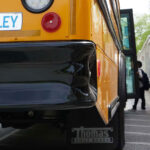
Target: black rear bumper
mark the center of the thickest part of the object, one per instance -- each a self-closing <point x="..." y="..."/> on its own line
<point x="51" y="75"/>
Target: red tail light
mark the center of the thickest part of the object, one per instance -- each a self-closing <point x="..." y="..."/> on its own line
<point x="51" y="22"/>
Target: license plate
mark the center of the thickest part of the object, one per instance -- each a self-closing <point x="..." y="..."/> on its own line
<point x="10" y="21"/>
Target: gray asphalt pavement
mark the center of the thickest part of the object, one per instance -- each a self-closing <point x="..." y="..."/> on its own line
<point x="137" y="132"/>
<point x="137" y="126"/>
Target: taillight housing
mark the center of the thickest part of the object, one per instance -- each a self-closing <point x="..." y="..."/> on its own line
<point x="51" y="22"/>
<point x="37" y="6"/>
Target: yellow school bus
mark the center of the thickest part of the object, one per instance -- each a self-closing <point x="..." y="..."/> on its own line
<point x="59" y="56"/>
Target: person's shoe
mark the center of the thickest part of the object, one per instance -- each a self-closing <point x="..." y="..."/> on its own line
<point x="134" y="108"/>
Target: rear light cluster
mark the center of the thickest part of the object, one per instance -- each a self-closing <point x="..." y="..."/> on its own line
<point x="51" y="22"/>
<point x="37" y="6"/>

▸ Stated exercise
Can you copy the material word for word, starting at the line that contains "Target: yellow school bus" and ending with the final line of the material?

▸ Worked answer
Target: yellow school bus
mark the center of the thickest part of the object, one per instance -- each a self-closing <point x="..." y="..."/> on its own line
<point x="59" y="56"/>
Target: person's shoe
mark the center of the thickest part of the object, one per instance -- each a self-closing <point x="..." y="..."/> on its own line
<point x="134" y="108"/>
Target: rear light cluster
mark the center of the thickest part of the object, one per instance -- each a self-closing <point x="..." y="..."/> on its own line
<point x="51" y="22"/>
<point x="37" y="6"/>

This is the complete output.